#### [What to produce]
Print all of the data exactly.

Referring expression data
* * *

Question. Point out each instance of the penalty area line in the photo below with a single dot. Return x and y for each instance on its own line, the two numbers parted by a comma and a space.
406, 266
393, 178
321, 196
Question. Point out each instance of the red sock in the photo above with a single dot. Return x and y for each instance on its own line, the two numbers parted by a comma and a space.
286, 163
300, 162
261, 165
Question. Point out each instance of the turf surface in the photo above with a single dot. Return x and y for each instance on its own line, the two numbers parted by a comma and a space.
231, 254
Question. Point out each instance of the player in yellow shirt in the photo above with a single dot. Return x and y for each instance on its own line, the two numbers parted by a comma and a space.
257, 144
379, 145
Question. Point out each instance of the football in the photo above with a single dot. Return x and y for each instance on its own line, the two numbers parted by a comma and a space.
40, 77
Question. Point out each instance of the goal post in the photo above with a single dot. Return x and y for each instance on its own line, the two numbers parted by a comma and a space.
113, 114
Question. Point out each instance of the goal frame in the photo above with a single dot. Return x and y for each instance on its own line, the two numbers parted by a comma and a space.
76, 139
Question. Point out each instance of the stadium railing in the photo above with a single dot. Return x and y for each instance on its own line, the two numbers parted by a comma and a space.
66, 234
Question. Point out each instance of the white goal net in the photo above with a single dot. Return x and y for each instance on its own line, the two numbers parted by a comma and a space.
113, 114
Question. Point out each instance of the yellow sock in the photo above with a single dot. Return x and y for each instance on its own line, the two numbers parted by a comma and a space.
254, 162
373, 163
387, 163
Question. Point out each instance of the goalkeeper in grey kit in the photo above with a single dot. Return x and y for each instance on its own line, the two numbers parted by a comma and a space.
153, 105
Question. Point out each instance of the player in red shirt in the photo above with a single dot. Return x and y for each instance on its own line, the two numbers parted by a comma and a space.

* * *

#### [Response to this exercise]
Question. Point out each instance of the penalty area line in the photo below with a single dot. Return x and y for each instance on its own line, the two numbers parted by a comma and a space.
406, 266
393, 178
321, 196
Question. Point out each instance of the red sock in the photo above with a single dot. Return x and y for each instance on its own line, the two numbers parted by a comma and a space.
286, 163
300, 162
261, 165
Question. Point out each instance of the turf surface in the photo above with a single dot. Return x and y for each instance on its own line, the two numbers parted by a comma and a space.
231, 254
Question. Point out each instance of the player in yellow shirt in the photo above with a single dot. Return x and y for each instance on its own line, the two numbers parted by a comma and a space.
257, 144
379, 145
Question. Point out each instance of the football in the photo above with a single dot. Return x and y for each instance on its own line, the two numbers parted by a comma and a space.
40, 77
Question. Point out each instance of the goal post in the photo above with a single dot. Return x and y for each instance on its own line, the two numbers parted by a comma and a space.
113, 114
Question. Point out each instance of the goal frame in the photo above with a single dot. Return x and y for each instance on its own line, the two numbers parted by a comma and a space.
76, 139
Question. Point out each instance of the stadium railing in the photo above with a single dot. Return x and y for each instance on its own line, the two numbers parted by a comma and a space.
66, 234
Question. Point out each instance of the white goal net in the photo above with a single dot. Return x and y for each instance on its own line, the two numbers parted by a comma and a space.
113, 114
Question. Point out each instance of the yellow sock in the photo above with a single dot. Return x and y for each instance on its own line, the two numbers parted by a comma and a space.
254, 162
373, 163
387, 163
Question. Point out each instance of the goalkeeper in grey kit in the photo above with a single dot. Return x and y for each instance on its own line, the two numbers parted by a comma and a space.
153, 105
Question. Point out each instance of the player in red shirt in the photo above with a single dot. Return x and y for each instance on its own line, the two numbers parted by a comma and a space.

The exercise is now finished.